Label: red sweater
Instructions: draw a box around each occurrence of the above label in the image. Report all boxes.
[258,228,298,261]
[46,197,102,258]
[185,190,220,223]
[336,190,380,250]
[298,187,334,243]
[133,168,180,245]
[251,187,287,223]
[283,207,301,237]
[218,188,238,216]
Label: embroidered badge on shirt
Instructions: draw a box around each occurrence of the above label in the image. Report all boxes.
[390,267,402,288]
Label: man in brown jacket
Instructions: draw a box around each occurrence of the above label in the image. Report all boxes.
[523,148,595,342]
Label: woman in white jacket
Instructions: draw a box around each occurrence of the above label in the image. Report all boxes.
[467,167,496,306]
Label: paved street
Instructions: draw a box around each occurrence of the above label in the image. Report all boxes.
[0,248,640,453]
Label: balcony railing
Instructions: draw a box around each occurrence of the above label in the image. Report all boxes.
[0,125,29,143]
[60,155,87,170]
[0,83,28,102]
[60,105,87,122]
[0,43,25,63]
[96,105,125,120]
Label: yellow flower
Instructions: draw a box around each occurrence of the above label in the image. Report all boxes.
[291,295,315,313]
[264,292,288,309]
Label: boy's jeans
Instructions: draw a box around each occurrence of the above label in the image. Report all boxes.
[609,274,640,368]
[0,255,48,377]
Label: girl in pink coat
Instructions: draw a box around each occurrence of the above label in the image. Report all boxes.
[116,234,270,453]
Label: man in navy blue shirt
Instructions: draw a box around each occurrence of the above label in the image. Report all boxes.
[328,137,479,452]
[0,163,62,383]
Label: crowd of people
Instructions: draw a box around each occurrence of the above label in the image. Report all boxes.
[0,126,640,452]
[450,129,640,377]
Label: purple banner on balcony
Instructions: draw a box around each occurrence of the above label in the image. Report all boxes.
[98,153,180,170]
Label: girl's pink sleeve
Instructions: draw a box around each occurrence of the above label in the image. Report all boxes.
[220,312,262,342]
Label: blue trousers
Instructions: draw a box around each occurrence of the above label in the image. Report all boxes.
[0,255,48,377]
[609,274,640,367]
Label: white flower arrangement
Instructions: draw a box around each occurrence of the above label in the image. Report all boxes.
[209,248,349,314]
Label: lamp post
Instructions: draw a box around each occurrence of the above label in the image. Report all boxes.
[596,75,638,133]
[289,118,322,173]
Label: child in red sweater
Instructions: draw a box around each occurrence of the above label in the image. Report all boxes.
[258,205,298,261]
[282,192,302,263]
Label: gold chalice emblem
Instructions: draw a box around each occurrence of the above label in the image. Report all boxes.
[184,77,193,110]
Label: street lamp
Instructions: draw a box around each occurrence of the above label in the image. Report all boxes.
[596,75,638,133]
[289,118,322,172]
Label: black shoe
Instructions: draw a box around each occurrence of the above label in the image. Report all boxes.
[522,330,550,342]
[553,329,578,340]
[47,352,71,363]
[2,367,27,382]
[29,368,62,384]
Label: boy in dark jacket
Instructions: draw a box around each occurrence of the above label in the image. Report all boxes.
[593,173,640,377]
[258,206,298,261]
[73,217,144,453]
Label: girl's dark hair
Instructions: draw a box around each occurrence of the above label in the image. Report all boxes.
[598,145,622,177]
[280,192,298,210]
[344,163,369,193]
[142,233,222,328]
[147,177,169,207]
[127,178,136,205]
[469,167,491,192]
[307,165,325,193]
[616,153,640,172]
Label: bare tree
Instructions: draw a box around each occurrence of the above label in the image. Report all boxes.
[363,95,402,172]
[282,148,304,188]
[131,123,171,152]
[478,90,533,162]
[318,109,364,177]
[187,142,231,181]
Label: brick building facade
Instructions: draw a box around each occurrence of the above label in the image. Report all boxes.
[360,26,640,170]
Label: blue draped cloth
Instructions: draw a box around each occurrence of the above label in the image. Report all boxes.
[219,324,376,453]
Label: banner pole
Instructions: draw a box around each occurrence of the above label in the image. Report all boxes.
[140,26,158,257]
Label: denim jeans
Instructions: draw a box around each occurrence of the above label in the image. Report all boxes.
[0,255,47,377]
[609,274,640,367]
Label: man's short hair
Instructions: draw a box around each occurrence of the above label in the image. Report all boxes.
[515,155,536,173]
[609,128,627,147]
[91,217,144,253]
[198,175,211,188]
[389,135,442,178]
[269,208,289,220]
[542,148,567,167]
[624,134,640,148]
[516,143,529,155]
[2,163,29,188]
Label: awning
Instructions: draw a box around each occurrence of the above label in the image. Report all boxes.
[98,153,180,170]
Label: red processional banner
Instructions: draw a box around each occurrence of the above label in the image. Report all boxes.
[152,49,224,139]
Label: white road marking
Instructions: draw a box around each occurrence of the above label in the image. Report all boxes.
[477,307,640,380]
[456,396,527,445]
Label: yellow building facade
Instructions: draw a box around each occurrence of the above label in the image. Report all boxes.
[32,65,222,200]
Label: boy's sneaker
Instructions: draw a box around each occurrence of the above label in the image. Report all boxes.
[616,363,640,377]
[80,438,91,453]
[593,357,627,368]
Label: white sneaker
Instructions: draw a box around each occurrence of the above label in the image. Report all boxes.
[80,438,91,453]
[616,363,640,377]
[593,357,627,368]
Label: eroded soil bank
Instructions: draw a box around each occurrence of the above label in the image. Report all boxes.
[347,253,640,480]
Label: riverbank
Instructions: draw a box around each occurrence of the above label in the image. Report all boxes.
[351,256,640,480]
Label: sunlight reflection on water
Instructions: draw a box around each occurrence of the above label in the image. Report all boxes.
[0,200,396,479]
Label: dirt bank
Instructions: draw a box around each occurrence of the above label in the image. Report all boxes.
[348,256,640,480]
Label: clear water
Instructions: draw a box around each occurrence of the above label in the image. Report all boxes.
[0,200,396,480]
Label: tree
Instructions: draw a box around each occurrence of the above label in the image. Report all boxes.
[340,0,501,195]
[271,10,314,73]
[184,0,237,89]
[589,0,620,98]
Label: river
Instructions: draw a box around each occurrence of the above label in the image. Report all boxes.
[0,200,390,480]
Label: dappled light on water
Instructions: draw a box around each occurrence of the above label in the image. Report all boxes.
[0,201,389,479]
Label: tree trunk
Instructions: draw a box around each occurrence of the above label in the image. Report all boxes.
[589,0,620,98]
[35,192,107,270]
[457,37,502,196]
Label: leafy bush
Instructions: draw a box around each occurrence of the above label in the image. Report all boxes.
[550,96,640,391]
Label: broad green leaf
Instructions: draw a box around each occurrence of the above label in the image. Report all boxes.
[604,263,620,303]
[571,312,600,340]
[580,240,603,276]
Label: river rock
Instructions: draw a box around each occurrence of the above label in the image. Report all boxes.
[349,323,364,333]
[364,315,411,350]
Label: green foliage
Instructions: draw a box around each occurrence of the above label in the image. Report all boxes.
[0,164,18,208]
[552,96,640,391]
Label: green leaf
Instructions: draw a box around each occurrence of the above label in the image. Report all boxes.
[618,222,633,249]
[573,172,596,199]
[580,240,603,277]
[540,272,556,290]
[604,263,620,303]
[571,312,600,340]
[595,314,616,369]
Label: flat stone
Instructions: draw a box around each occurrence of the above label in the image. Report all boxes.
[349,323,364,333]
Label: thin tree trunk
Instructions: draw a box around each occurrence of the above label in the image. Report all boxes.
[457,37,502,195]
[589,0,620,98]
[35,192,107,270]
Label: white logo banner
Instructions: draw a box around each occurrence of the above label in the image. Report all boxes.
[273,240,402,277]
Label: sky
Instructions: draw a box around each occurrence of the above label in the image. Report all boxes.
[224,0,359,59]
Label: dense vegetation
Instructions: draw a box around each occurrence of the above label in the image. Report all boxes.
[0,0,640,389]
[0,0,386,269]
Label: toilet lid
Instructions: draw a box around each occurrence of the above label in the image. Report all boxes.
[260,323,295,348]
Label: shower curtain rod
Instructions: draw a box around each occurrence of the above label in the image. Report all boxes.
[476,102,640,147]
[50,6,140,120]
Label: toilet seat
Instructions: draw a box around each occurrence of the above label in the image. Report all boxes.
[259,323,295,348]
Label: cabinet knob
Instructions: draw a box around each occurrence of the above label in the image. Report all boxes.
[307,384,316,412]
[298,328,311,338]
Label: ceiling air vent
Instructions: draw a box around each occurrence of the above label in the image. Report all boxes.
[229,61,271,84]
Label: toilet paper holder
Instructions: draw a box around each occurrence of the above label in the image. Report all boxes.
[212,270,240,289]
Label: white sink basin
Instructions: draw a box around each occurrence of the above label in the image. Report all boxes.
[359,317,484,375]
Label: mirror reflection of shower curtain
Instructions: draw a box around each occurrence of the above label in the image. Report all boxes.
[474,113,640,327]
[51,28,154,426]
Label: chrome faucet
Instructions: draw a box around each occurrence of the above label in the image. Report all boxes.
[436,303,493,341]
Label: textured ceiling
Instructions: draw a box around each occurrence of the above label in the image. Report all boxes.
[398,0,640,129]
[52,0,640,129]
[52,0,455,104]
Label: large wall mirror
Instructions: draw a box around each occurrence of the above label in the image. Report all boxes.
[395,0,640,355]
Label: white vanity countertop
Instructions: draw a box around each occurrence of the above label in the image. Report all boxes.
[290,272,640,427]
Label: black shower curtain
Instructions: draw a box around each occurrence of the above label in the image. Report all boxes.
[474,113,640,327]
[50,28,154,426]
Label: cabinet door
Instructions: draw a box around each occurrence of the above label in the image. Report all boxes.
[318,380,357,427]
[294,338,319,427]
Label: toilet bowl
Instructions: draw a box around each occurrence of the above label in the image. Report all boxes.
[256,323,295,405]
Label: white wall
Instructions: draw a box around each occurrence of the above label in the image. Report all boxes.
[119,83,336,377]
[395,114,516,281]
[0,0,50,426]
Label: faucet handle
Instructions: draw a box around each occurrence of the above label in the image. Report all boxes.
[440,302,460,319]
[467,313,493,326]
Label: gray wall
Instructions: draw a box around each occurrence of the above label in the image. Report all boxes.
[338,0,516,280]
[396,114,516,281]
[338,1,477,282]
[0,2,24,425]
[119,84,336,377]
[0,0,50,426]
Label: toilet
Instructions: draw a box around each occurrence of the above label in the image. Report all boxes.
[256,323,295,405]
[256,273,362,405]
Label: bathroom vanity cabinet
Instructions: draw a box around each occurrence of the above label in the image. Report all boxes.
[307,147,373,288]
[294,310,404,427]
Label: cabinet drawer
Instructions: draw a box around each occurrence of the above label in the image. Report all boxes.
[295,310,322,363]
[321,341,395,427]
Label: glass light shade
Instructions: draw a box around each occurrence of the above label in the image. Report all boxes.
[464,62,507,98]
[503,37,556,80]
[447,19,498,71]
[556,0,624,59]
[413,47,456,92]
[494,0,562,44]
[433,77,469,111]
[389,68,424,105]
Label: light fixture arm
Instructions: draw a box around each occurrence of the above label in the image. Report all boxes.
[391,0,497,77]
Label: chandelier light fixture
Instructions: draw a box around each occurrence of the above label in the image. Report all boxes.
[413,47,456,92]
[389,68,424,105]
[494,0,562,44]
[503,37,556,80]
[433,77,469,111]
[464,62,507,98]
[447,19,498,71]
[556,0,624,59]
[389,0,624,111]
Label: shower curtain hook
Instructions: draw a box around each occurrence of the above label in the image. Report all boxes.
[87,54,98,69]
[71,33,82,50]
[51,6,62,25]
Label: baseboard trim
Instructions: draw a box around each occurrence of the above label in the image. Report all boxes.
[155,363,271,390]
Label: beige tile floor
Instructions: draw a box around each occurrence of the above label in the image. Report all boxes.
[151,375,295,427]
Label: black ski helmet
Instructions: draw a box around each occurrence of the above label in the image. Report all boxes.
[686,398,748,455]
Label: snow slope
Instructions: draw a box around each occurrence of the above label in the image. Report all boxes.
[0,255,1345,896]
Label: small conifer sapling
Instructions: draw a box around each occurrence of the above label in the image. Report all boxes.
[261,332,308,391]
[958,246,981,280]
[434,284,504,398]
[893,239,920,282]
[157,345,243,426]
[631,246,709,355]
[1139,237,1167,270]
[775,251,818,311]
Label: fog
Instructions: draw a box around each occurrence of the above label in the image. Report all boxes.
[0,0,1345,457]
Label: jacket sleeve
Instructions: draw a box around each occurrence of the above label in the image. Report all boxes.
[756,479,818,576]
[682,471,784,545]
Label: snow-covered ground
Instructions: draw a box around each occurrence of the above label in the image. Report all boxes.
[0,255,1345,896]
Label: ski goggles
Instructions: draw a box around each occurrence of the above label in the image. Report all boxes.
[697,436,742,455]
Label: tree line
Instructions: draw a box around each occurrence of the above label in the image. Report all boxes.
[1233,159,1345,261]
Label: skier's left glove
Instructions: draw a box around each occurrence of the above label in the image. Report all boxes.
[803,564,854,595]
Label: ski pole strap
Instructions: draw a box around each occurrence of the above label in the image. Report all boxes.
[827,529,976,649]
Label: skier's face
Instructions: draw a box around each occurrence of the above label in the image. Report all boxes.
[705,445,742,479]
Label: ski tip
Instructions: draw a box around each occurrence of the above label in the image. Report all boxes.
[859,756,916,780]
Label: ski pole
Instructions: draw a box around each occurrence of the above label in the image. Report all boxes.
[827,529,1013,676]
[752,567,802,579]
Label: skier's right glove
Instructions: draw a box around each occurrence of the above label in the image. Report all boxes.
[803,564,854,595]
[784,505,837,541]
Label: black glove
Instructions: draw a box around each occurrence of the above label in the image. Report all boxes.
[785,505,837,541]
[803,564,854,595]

What you have to do
Reproduce verbatim everything in the rows above from the line containing "Label: broad green leaf" down to the line containing "[364,315,411,350]", including both of those lines.

Result below
Label: broad green leaf
Instructions: draw a box around each occurrence of the above label in the image. Report all boxes.
[604,263,620,303]
[571,312,600,340]
[580,240,603,276]
Label: river rock
Instructions: draw a box around each occurrence of the above label in the image. Report all boxes.
[349,323,364,333]
[364,315,411,350]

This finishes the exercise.